Segment Open
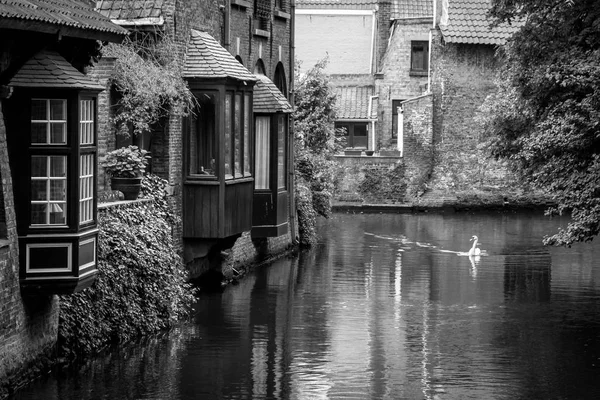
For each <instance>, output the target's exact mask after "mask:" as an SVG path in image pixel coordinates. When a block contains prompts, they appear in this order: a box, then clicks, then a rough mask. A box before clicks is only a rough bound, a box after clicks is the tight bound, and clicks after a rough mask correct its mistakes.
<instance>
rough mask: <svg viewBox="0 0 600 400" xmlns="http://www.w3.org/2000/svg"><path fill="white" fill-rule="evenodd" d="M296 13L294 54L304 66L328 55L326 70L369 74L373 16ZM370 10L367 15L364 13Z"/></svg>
mask: <svg viewBox="0 0 600 400" xmlns="http://www.w3.org/2000/svg"><path fill="white" fill-rule="evenodd" d="M301 11H304V10H301ZM331 12H332V14H329V15H321V14H304V13H300V12H297V13H296V32H298V34H297V35H296V38H297V40H296V49H297V50H296V58H297V59H298V60H301V61H302V66H301V67H302V68H303V69H304V70H308V69H310V68H312V67H313V66H314V65H315V64H316V63H317V62H319V61H320V60H322V59H324V58H325V57H328V59H329V63H328V65H327V68H326V69H325V71H326V72H327V73H329V74H369V73H371V65H372V60H373V58H374V54H373V53H374V52H375V51H376V49H375V48H374V44H375V41H374V34H375V33H376V30H375V26H374V24H375V18H374V15H373V13H372V12H371V11H369V10H363V11H361V12H364V13H365V14H367V15H339V14H333V13H334V12H335V10H332V11H331ZM368 14H370V15H368Z"/></svg>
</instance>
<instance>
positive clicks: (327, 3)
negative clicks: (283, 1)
mask: <svg viewBox="0 0 600 400" xmlns="http://www.w3.org/2000/svg"><path fill="white" fill-rule="evenodd" d="M377 3H378V0H296V8H299V9H325V10H374V9H375V8H376V7H377Z"/></svg>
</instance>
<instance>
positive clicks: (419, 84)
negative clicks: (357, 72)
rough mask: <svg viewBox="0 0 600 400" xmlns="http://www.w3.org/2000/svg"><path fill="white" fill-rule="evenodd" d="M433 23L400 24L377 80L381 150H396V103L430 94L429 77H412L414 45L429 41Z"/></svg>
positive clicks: (390, 42)
mask: <svg viewBox="0 0 600 400" xmlns="http://www.w3.org/2000/svg"><path fill="white" fill-rule="evenodd" d="M431 24H432V20H431V19H430V18H429V19H428V18H424V19H414V20H398V21H396V26H395V28H394V32H393V36H392V37H391V39H390V41H389V46H388V48H387V50H386V52H385V55H384V56H383V59H382V67H381V70H380V72H381V74H378V75H377V76H376V79H375V93H377V94H379V109H378V117H379V119H378V124H377V138H378V143H377V148H378V149H386V148H395V147H396V139H395V138H392V101H393V100H407V99H410V98H412V97H417V96H420V95H422V94H423V93H425V92H426V91H427V77H426V76H411V75H410V63H411V41H413V40H429V31H430V30H431Z"/></svg>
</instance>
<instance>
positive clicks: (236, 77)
mask: <svg viewBox="0 0 600 400" xmlns="http://www.w3.org/2000/svg"><path fill="white" fill-rule="evenodd" d="M183 77H184V78H205V79H206V78H208V79H214V78H234V79H238V80H241V81H253V82H254V81H256V77H255V76H254V75H253V74H252V73H251V72H250V71H248V70H247V69H246V67H244V66H243V65H242V64H240V63H239V61H238V60H236V59H235V58H234V57H233V56H232V55H231V54H230V53H229V52H228V51H227V50H226V49H225V48H223V47H222V46H221V45H220V44H219V43H218V42H217V41H216V40H215V39H214V38H213V37H212V36H210V35H209V34H208V33H206V32H200V31H197V30H194V29H192V33H191V40H190V42H189V43H188V48H187V53H186V57H185V64H184V66H183Z"/></svg>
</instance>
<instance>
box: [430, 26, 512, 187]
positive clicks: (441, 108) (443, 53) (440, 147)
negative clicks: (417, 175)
mask: <svg viewBox="0 0 600 400" xmlns="http://www.w3.org/2000/svg"><path fill="white" fill-rule="evenodd" d="M434 33H435V34H434V38H433V45H432V48H433V52H432V61H431V65H432V77H431V89H432V93H433V114H434V129H433V134H434V142H435V157H436V165H435V168H434V171H433V181H432V183H431V186H432V187H435V188H439V189H445V190H452V191H456V190H466V189H471V188H473V187H483V186H494V187H502V186H506V185H510V182H509V180H510V177H511V174H510V173H509V171H508V170H507V169H506V168H505V166H504V164H503V163H499V162H497V161H495V160H492V159H490V158H489V157H487V154H486V153H485V149H482V148H481V146H480V144H482V143H483V137H482V127H481V125H480V123H479V122H478V119H477V115H478V113H479V107H480V106H481V104H482V103H483V101H484V100H485V98H486V97H487V96H488V95H489V94H490V93H492V92H493V91H494V90H495V86H494V78H495V76H496V74H497V71H498V68H499V66H500V65H499V62H498V60H497V59H496V57H495V48H494V47H493V46H491V45H477V44H453V43H444V42H443V41H442V38H441V34H440V32H439V31H435V32H434Z"/></svg>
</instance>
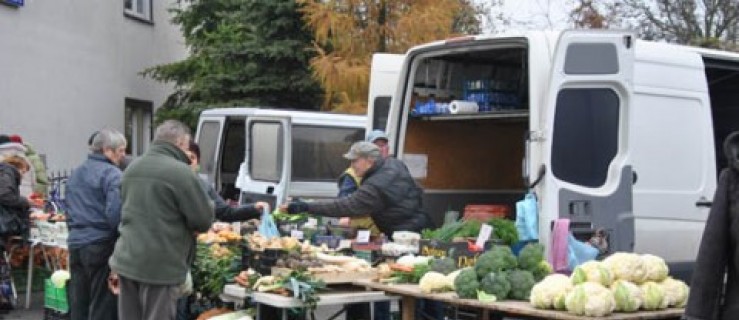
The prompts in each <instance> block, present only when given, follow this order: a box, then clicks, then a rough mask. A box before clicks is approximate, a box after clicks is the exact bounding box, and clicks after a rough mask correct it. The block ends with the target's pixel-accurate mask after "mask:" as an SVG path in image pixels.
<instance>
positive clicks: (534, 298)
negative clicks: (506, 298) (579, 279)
mask: <svg viewBox="0 0 739 320" xmlns="http://www.w3.org/2000/svg"><path fill="white" fill-rule="evenodd" d="M570 290H572V281H571V280H570V278H569V277H567V276H565V275H561V274H556V273H555V274H551V275H549V276H547V277H546V278H544V279H543V280H541V282H539V283H537V284H536V285H534V287H533V288H531V295H530V296H529V302H530V303H531V305H533V306H534V307H535V308H539V309H559V310H563V309H564V308H565V305H564V300H565V299H564V298H565V296H567V293H568V292H570Z"/></svg>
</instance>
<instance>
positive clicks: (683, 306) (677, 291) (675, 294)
mask: <svg viewBox="0 0 739 320" xmlns="http://www.w3.org/2000/svg"><path fill="white" fill-rule="evenodd" d="M659 285H661V286H662V288H663V289H664V290H665V296H666V297H667V306H669V307H678V308H683V307H685V303H687V302H688V293H689V292H690V288H688V285H687V284H685V282H682V281H680V280H675V279H673V278H667V279H665V280H664V281H662V282H660V283H659Z"/></svg>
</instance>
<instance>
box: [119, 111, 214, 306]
mask: <svg viewBox="0 0 739 320" xmlns="http://www.w3.org/2000/svg"><path fill="white" fill-rule="evenodd" d="M189 142H190V130H189V128H187V126H185V125H184V124H182V123H180V122H178V121H175V120H168V121H165V122H164V123H162V124H161V125H160V126H159V127H157V129H156V132H155V134H154V141H153V143H152V146H151V147H150V148H149V150H148V151H147V152H146V153H145V154H144V155H143V156H141V157H140V158H139V159H137V160H136V161H134V162H133V163H132V164H131V166H129V167H128V168H127V169H126V171H125V173H124V174H123V182H122V184H121V196H122V199H123V210H122V212H121V225H120V228H119V232H120V237H119V238H118V241H117V242H116V244H115V250H114V251H113V256H112V257H111V258H110V268H111V269H112V270H113V271H114V272H116V273H117V274H118V276H119V288H120V294H119V296H118V317H119V318H121V319H165V320H166V319H174V318H175V314H176V301H177V299H178V298H179V297H180V295H181V294H182V292H181V291H180V286H181V285H182V284H184V283H185V279H186V277H187V274H188V272H189V269H190V263H191V262H192V260H193V259H194V254H195V233H196V232H205V231H208V229H209V228H210V225H211V223H212V222H213V206H212V204H211V201H210V199H208V196H207V195H206V194H205V192H204V191H203V188H202V186H201V184H200V178H198V177H197V175H195V173H194V172H192V170H191V169H190V166H189V163H190V159H188V158H187V155H186V154H185V152H186V151H187V150H188V147H189Z"/></svg>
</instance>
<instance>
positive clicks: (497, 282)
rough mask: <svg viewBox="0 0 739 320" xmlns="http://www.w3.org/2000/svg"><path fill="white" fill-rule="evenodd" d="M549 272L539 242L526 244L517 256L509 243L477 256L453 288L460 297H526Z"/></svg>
mask: <svg viewBox="0 0 739 320" xmlns="http://www.w3.org/2000/svg"><path fill="white" fill-rule="evenodd" d="M551 271H552V268H551V266H550V265H549V263H547V262H546V261H545V260H544V247H543V246H542V245H541V244H538V243H530V244H527V245H526V246H525V247H524V248H523V249H521V252H520V253H519V256H518V257H516V256H515V255H514V254H513V252H512V251H511V249H510V247H508V246H494V247H493V248H492V249H490V250H489V251H487V252H485V253H483V254H481V255H480V256H479V257H478V258H477V261H476V262H475V266H474V267H470V268H466V269H463V270H462V271H461V272H460V274H459V276H457V277H456V279H455V283H454V289H455V291H456V292H457V295H458V296H459V297H460V298H462V299H475V298H476V299H478V300H481V301H497V300H505V299H514V300H528V299H529V294H530V292H531V288H532V287H533V286H534V284H535V283H536V281H537V279H542V278H544V277H545V276H546V275H548V274H549V273H551Z"/></svg>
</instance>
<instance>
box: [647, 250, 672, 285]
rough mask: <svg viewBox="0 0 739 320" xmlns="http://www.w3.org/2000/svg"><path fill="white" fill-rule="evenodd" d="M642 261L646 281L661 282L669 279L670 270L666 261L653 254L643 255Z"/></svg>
mask: <svg viewBox="0 0 739 320" xmlns="http://www.w3.org/2000/svg"><path fill="white" fill-rule="evenodd" d="M641 259H642V263H643V264H644V270H645V272H646V275H645V277H644V281H654V282H660V281H662V280H665V278H667V275H668V274H669V273H670V269H668V268H667V263H665V259H662V258H660V257H658V256H655V255H651V254H643V255H641Z"/></svg>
Segment Closed
## What this task involves:
Retype exactly the span of lines from the one with "box: [119, 111, 214, 306]" through the one with "positive clicks: (497, 282)"; include both ends and omit the rest of the material.

## Output for this task:
box: [119, 111, 214, 306]
mask: <svg viewBox="0 0 739 320" xmlns="http://www.w3.org/2000/svg"><path fill="white" fill-rule="evenodd" d="M189 142H190V130H189V128H187V126H185V125H184V124H182V123H180V122H178V121H175V120H168V121H165V122H164V123H162V124H161V125H160V126H159V127H157V129H156V132H155V134H154V141H153V143H152V146H151V147H150V148H149V150H148V151H147V152H146V153H145V154H144V155H143V156H141V157H140V158H139V159H137V160H136V161H134V162H133V163H132V164H131V166H129V167H128V168H127V169H126V171H125V173H124V174H123V182H122V184H121V196H122V199H123V210H122V212H121V225H120V228H119V232H120V237H119V238H118V241H117V242H116V244H115V250H114V251H113V256H112V257H111V258H110V268H111V269H112V270H113V271H114V272H116V273H117V274H118V276H119V288H120V294H119V296H118V317H119V318H121V319H165V320H166V319H174V318H175V314H176V301H177V299H178V298H179V297H180V295H181V294H182V292H181V291H180V286H181V285H182V284H184V283H185V279H186V277H187V274H188V272H189V269H190V263H191V262H192V260H193V259H194V254H195V233H196V232H205V231H208V229H209V228H210V225H211V223H212V222H213V206H212V204H211V201H210V199H208V196H207V195H206V194H205V192H204V191H203V188H202V186H201V184H200V178H198V177H197V175H195V173H194V172H192V170H191V169H190V166H189V163H190V159H188V158H187V155H186V154H185V152H186V151H187V150H188V147H189Z"/></svg>
</instance>
<instance>
positive clicks: (497, 282)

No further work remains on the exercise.